• YOUR ASSIGNMENT:
Quote the passage of the node_time_to_event documentation between "name: The name" and "those respective columns.", inclusive.
===== SELECTED EXTRACT
Generate Data from repeated Bernoulli Trials in Discrete-Time Simulation

This node essentially models a dichotomous time-dependent variable for which the time of the event will be important for later usage. It adds two columns to data: name_event (whether the person currently has an event) and name_time (the time at which the current event started). Past events are stored in a list. Can only be used inside of the sim_discrete_time function, not outside of it. See details.

Usage

node_time_to_event(data, parents, sim_time, past_states, name,
                   prob_fun, ..., event_duration=1,
                   immunity_duration=event_duration, unif=NULL,
                   time_since_last=FALSE, event_count=FALSE,
                   save_past_events=TRUE, check_inputs=TRUE,
                   envir)

Arguments

data: A data.table containing all columns specified by parents. Similar objects such as data.frames are not supported.
parents: A character vector specifying the names of the parents that this particular child node has. Those child nodes should be valid column names in data. Because the state of this variable is by definition dependent on its previous states, the columns produced by this function will automatically be considered its parents without the user having to manually specify this.
sim_time: The current time of the simulation. If sim_time is an argument in the function passed to the prob_fun argument, this time will automatically be passed to it as well.
past_states: A list of data.tables including previous states of the simulation. This argument cannot be specified directly by the user. Instead, it is passed to this function internally whenever a function is passed to the prob_fun argument which includes a named argument called past_states. May be useful to specify nodes that are dependent on specific past states of the simulation.
name: The name of the node. This will be used as prefix before the _event, _time columns. If the time_since_last or event_count arguments are set to TRUE, this will also be used as prefix for those respective columns.
prob_fun: A function that returns a numeric vector of size nrow(data) containing only numbers between 0 and 1. These numbers specify the person-specific probability of experiencing the event modeled by this node at the particular point in time of the simulation. The corresponding event will be generated internally using the rbernoulli function. The function needs to have a named argument called data. If the function has an argument named sim_time, the current simulation time will also be passed to this function automatically, allowing time-dependent probabilities to be generated. Alternatively this argument can be set to a single number (between 0 and 1), resulting in a fixed probability of occurrence for every simulated individual at every point in time.
...: An arbitrary amount of additional named arguments passed to prob_fun. Ignore this if you do not want to pass any arguments. Also ignored if prob_fun is a single number.
==========
===== STORED DATA
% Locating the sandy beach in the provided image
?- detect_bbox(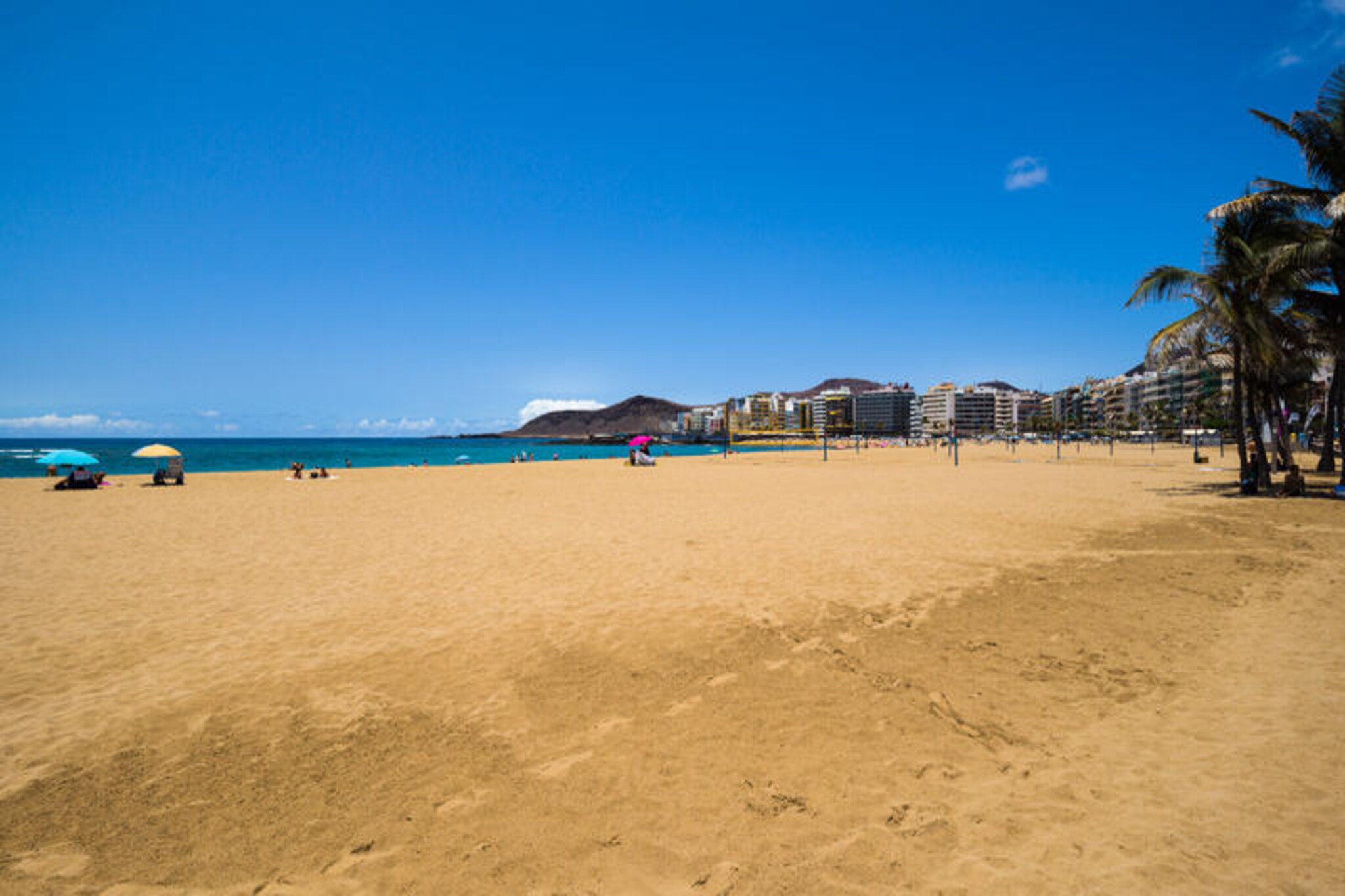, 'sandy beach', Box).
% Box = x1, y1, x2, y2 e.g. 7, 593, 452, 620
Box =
0, 446, 1345, 896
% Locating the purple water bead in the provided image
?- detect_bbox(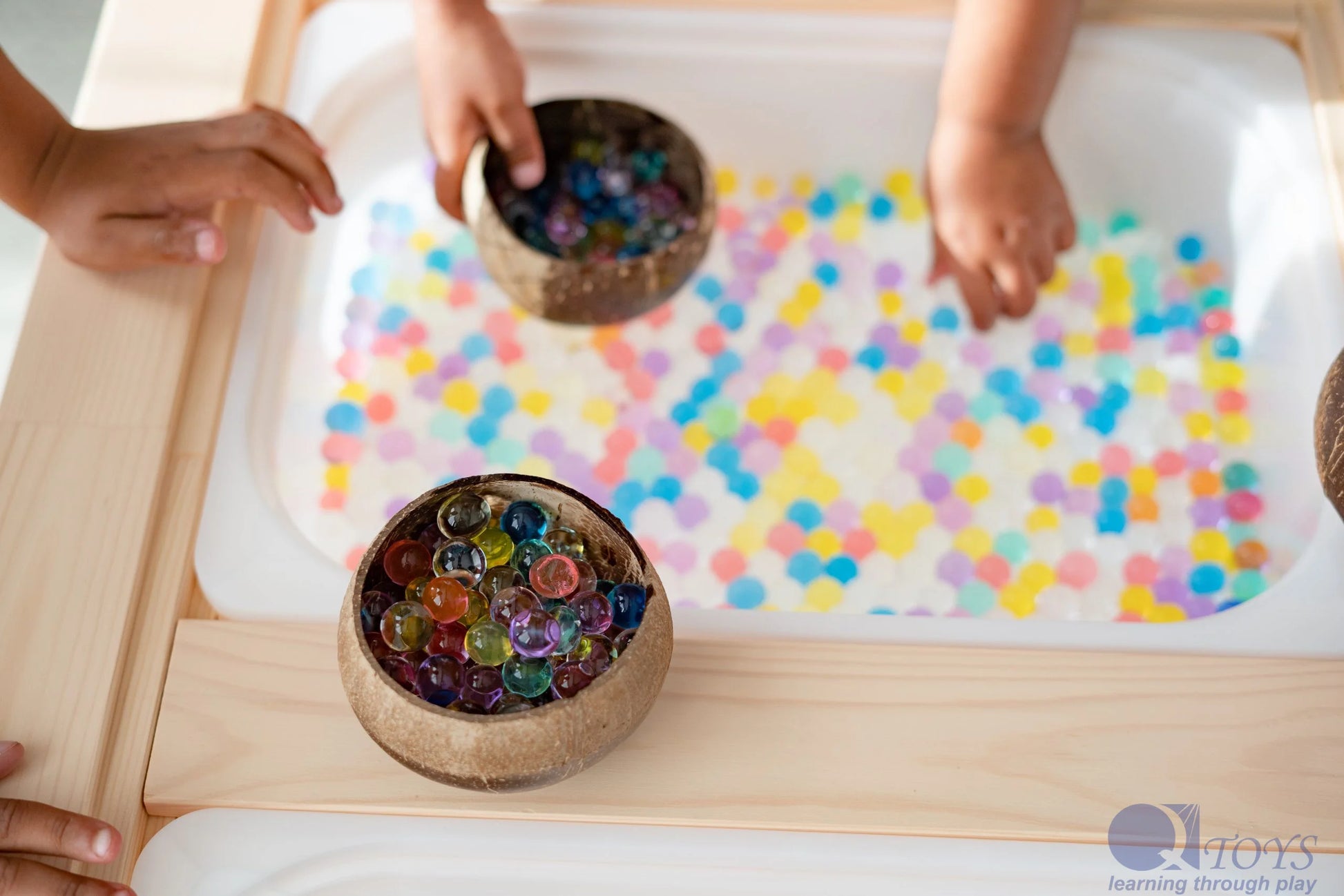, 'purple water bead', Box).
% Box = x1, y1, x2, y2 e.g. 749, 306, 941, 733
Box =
508, 609, 560, 659
570, 591, 611, 634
==========
• ANSWER TO THIS PROBLEM:
name: The name of the node. This will be used as prefix before the _event, _time columns. If the time_since_last or event_count arguments are set to TRUE, this will also be used as prefix for those respective columns.